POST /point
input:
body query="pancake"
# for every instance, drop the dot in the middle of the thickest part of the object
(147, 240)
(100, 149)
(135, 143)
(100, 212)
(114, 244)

■ ■ ■

* EXERCISE INSTRUCTIONS:
Write out the entries in full, exactly as given.

* TASK OUTPUT:
POST /point
input:
body query="pancake"
# for every instance, drop the dot in the middle of the thickest part of the object
(147, 240)
(100, 149)
(135, 143)
(100, 212)
(114, 244)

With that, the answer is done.